10 Years After the Smoking Ban – What Has Changed?
Author: Aleksandar Ilic
A decade ago, English pubs and clubs were a completely different place. It’s hard to imagine what they were like before the law about smoke-free public places came into force ten years ago, but the general impression was a dense fog, clothes and hair poised with the smell of tobacco, and waiters chasing to empty and replace loaded ashtrays.
In July 2007, the new law led to one of the larger social changes the UK had seen in recent years.
The UK now has one of the lowest smoking rates in Europe, but how did that affect public health, who turned the ban into a profit, and who are the biggest losers influenced by the new law?
The facts and numbers are clear - more people have given up smoking than expected. Smoking rates have gone down year-on-year. We will probably need another decade to see the real effect, but the fact that the number of children under 16 who are active smokers has halved is extremely encouraging.
Soon enough, numbers displayed a substantial decline in hospital admissions for heart attacks, asthma, and lung infections. In the year following the law, there were 2.4% less heart attack cases recorded. Translated from percents to numbers, that’s 1200 cases less. The impact on the health, in general, is undeniable and only time will show all the benefits.
In the business world, however, not everyone is so happy with the results of the smoking ban.
Let’s ignore the obvious and the only direct loser from this law – tobacco industry.
Who else was dependent on the smokers? Yes, you guessed that one right! Pubs and clubs.
Pub owners all over the country were furious with the ban, stating that it will ruin their business. Some organised and protested the law, while others went even further, ignored the ban and got jailed for it.
However, the issue of pubs in the UK is not black and white. While they complain about the smoking ban, customers are complaining about the enormous price for a pint, and they’re the ones who end up paying, not pub owners.
Another “victim” of the smoking ban was dry cleaning industry, and they weren’t happy about the ban either. Their business has declined and big companies’ shares have drastically fallen.
Ten years after the smoking ban, vaping is a £1bn business. Yes, you read that right. What’s even more shocking is that the sales of e-cigs are on course to exceed £2bn by 2020. Even though the number of smokers has been tremendously reduced, the number of Brits vaping today has reached 3 million.
Luckily, studies have shown no downsides and health risks related to vaping. At least not yet.

→ PROBLEMS TO SOLVE:
**a)** Reproduce the part of the smoking-ban article that begins with the words containing "Pub owners all" and ends with "have drastically fallen.".
**b)** List the health conditions for which the smoking-ban article reports a decline in hospital admissions.

→ SOURCE MATERIAL:

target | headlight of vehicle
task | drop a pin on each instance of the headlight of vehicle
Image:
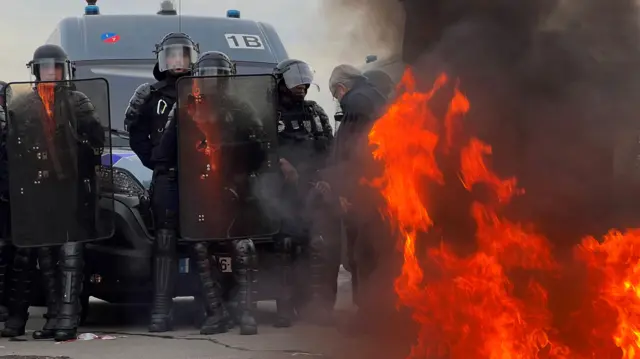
(122, 182)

→ SOLUTIONS TO THE TASKS:
**a)**
Pub owners all over the country were furious with the ban, stating that it will ruin their business. Some organised and protested the law, while others went even further, ignored the ban and got jailed for it.
However, the issue of pubs in the UK is not black and white. While they complain about the smoking ban, customers are complaining about the enormous price for a pint, and they’re the ones who end up paying, not pub owners.
Another “victim” of the smoking ban was dry cleaning industry, and they weren’t happy about the ban either. Their business has declined and big companies’ shares have drastically fallen.

**b)** heart attacks, asthma, lung infections